(Information supplied begins)

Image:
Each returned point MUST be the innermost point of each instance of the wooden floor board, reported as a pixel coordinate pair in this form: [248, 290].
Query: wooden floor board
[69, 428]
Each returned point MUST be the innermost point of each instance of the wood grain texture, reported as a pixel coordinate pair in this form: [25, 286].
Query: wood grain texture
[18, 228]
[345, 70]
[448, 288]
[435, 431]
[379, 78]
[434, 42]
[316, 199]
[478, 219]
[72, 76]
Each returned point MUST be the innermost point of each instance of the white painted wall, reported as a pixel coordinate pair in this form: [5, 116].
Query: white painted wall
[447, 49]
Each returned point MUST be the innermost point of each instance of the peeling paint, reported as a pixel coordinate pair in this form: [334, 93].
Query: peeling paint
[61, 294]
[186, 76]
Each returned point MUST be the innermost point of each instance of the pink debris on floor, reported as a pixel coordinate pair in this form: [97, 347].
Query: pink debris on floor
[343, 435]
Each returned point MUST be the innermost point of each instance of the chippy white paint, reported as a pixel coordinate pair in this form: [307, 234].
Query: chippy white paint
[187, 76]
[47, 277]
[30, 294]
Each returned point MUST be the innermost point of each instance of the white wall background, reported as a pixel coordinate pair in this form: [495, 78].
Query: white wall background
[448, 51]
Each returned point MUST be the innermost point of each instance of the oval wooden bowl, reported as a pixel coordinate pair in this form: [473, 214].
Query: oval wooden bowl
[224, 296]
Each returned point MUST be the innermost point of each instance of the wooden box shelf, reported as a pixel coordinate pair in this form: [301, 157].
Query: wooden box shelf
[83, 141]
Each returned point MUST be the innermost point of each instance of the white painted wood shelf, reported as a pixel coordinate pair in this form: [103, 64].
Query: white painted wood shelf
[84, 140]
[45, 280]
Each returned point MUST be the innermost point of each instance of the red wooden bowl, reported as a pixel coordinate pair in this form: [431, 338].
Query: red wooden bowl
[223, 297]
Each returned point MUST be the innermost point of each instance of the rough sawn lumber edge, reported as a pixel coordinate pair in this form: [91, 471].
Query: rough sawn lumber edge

(Information supplied ends)
(Information supplied begins)

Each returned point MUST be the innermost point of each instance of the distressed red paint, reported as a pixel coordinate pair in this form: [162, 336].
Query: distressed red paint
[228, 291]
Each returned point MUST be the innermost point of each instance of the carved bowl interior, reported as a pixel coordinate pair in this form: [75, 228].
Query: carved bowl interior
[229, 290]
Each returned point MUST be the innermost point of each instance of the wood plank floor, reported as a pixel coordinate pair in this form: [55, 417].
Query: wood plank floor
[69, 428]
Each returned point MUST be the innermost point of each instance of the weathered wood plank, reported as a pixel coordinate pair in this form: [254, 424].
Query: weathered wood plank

(Information supplied ends)

→ **Problem statement**: All lines above from the one containing "Query: wooden box shelf" to the one containing "Query: rough sawn lumber edge" must be repeated exactly, both lines included, and no others.

→ **Result of this exercise**:
Query: wooden box shelf
[83, 141]
Each returned point MUST be the innermost point of each instance of the white painted wood shelf, reported as a pixel coordinate pair in this form: [103, 64].
Query: white painted wood shelf
[84, 140]
[45, 280]
Each returned point MUST be the innermost point of each instance of the red wooden bowl, reported as a pixel coordinate pair in this form: [431, 338].
Query: red wooden bowl
[223, 297]
Each returned point MUST be the innermost point of each instance of the rough sawn lumber edge, reported as a pixel coordinate pair in this form: [91, 471].
Query: rough sawn lumber edge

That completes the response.